Data section:
"""
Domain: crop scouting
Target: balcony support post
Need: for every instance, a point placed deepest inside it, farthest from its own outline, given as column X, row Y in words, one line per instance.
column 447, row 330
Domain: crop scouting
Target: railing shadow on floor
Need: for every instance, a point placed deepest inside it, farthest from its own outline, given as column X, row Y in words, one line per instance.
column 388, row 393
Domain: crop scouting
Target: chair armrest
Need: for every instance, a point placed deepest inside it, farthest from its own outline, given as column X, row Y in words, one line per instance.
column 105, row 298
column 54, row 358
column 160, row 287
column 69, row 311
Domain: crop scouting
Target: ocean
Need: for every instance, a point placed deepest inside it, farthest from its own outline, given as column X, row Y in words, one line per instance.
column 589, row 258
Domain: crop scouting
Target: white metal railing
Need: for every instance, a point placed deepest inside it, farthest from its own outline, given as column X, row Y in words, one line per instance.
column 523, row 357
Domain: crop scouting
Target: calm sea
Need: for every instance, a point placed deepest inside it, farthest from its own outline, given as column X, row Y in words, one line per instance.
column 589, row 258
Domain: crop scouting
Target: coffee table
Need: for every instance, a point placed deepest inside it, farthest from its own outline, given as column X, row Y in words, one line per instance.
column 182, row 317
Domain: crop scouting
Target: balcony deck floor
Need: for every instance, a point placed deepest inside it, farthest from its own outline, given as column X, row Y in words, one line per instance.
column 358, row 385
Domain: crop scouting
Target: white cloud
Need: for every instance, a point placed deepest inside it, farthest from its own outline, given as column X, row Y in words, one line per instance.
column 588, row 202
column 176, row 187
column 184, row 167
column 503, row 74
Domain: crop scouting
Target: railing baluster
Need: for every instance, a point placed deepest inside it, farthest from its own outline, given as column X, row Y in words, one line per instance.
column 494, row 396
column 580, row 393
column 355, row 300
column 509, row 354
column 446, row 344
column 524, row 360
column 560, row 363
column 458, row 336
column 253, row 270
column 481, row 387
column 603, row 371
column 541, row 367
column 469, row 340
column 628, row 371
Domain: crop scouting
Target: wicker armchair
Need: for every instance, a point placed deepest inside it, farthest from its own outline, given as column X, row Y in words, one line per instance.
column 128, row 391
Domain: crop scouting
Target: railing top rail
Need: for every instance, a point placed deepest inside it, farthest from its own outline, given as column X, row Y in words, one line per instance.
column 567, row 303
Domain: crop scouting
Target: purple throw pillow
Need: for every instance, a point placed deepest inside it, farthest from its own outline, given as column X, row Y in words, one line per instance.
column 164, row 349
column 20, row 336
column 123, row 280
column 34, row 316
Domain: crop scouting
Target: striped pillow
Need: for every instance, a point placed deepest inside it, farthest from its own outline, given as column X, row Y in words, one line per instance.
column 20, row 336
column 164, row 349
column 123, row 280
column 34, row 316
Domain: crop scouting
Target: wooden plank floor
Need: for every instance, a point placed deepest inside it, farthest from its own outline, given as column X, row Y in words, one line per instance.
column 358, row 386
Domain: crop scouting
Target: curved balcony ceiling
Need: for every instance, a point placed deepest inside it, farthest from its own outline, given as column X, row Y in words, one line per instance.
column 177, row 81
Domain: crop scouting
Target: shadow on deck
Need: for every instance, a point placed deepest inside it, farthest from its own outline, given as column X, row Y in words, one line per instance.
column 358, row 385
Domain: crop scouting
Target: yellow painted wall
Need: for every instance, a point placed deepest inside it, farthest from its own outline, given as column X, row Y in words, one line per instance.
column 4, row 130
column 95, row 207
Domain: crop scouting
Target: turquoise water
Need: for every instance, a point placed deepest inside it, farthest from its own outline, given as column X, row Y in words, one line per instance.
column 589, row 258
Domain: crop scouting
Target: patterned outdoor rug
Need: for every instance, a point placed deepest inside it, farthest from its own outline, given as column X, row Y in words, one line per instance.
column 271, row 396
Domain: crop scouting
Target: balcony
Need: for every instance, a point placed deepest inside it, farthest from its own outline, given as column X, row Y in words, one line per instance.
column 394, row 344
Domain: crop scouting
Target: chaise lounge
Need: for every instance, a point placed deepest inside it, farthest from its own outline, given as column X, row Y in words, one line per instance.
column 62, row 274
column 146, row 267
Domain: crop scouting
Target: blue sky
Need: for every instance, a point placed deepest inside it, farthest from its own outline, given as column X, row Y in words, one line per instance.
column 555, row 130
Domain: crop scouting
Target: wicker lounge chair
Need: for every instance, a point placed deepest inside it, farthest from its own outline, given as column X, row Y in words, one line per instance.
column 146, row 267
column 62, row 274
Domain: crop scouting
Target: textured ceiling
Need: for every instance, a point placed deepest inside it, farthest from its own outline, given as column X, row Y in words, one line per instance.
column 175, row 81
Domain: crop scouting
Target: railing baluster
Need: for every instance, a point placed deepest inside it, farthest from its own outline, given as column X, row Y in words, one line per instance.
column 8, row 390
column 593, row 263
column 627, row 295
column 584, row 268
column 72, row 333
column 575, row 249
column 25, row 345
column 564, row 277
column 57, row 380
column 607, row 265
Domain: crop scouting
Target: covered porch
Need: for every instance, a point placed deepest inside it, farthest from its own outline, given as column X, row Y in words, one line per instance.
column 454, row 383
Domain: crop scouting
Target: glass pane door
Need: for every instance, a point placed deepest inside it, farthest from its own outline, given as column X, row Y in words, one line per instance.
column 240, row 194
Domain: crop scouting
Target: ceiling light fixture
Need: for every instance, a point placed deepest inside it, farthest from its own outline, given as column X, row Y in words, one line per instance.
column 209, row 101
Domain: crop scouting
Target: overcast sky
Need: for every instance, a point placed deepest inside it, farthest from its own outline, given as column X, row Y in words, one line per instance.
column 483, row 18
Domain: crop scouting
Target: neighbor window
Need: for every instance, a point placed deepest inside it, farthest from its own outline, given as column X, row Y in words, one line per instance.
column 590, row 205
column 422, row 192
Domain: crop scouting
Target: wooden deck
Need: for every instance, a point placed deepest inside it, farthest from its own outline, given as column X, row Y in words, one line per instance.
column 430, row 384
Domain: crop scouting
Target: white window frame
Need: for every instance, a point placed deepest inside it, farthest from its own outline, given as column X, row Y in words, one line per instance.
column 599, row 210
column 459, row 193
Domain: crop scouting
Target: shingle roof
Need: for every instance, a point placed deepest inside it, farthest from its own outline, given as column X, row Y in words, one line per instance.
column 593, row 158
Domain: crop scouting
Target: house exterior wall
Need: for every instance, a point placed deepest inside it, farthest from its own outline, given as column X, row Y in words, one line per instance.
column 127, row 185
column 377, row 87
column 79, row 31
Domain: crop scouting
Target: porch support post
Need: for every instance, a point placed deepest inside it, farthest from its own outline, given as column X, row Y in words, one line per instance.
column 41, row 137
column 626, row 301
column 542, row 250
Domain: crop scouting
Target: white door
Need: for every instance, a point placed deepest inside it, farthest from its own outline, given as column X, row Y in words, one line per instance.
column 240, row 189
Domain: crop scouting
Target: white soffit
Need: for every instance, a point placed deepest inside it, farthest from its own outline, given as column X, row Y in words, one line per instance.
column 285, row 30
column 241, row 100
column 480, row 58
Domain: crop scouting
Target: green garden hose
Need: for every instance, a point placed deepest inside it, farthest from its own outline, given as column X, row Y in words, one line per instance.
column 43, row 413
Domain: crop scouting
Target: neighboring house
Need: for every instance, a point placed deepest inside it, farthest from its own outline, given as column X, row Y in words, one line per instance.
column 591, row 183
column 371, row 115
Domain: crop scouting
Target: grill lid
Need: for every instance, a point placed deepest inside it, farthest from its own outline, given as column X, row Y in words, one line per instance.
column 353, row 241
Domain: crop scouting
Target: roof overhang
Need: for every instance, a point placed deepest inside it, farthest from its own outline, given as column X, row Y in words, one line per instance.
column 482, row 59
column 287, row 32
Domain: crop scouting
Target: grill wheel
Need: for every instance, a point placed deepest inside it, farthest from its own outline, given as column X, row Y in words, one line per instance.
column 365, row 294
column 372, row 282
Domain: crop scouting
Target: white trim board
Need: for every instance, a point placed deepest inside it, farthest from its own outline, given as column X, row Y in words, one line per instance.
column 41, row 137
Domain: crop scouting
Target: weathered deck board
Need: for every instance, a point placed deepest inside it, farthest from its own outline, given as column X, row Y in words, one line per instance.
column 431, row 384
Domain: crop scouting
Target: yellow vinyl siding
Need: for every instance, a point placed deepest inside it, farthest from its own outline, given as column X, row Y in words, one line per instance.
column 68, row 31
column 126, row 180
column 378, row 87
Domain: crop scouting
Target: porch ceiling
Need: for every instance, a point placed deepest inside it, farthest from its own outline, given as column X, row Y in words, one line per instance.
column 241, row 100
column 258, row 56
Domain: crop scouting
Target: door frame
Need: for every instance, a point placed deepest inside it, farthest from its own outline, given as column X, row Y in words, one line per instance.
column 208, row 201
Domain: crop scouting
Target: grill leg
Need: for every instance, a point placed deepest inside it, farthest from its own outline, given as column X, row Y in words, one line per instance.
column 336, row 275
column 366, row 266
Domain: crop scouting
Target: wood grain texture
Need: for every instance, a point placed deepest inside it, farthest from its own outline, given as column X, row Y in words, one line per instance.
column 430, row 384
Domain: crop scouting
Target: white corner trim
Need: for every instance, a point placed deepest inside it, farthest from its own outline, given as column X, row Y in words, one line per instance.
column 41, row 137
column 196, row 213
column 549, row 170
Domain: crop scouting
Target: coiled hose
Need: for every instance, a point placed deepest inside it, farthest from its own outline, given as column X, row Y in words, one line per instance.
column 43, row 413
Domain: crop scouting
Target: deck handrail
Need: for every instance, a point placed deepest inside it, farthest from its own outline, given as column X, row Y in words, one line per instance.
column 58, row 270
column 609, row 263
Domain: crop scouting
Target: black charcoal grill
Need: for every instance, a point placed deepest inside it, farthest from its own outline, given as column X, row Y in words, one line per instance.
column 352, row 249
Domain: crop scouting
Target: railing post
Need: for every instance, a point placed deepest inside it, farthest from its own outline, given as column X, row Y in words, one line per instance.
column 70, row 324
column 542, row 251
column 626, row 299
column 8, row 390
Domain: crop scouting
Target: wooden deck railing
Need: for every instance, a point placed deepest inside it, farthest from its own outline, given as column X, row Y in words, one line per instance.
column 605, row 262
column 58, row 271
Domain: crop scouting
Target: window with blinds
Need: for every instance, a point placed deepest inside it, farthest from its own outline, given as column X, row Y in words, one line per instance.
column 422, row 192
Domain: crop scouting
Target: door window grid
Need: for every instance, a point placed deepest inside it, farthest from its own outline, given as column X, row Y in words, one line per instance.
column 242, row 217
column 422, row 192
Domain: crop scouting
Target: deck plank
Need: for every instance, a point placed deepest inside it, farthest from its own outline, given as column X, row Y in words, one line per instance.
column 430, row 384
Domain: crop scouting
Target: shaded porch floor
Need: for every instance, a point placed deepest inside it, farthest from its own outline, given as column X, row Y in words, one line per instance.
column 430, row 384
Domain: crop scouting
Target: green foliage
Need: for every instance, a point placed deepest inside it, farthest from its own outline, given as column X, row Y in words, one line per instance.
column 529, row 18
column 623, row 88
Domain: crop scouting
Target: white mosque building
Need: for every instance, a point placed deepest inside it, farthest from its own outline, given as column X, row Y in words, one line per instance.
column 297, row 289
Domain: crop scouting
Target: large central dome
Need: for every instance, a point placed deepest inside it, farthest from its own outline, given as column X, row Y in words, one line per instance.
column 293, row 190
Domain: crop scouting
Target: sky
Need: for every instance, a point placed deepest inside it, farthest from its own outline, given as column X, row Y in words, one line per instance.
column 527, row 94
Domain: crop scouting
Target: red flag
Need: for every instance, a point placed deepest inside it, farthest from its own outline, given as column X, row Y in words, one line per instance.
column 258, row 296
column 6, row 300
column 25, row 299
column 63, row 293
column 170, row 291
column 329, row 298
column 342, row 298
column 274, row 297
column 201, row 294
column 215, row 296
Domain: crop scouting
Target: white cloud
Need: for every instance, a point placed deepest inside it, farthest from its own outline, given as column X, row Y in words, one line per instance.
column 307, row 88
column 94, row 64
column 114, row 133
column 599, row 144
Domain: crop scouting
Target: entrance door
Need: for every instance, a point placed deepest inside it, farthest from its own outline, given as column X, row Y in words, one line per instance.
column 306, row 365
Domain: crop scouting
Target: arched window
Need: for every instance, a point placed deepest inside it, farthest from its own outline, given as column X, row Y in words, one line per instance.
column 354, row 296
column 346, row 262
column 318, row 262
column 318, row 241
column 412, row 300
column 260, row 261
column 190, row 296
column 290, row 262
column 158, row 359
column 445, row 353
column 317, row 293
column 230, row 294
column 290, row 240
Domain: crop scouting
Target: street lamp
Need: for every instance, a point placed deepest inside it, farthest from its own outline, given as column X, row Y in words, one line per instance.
"""
Copy out the lines from the start of the records through the line containing "column 69, row 311", both ends included, word for word.

Answer to this task:
Domain: crop scouting
Target: balcony support post
Need: for every instance, a point placed deepest inside it, farthest from its own outline, given as column X, row Y in words, one line per instance.
column 447, row 330
Domain: crop scouting
Target: railing shadow on floor
Need: for every instance, a point placed deepest inside it, farthest from its own outline, given as column X, row Y in words, one line per instance.
column 388, row 393
Domain: crop scouting
Target: chair armrest
Need: for every instance, a point placed deepest inside it, farthest from its own outline, given as column X, row Y in words, one line per instance.
column 105, row 298
column 54, row 358
column 160, row 287
column 69, row 311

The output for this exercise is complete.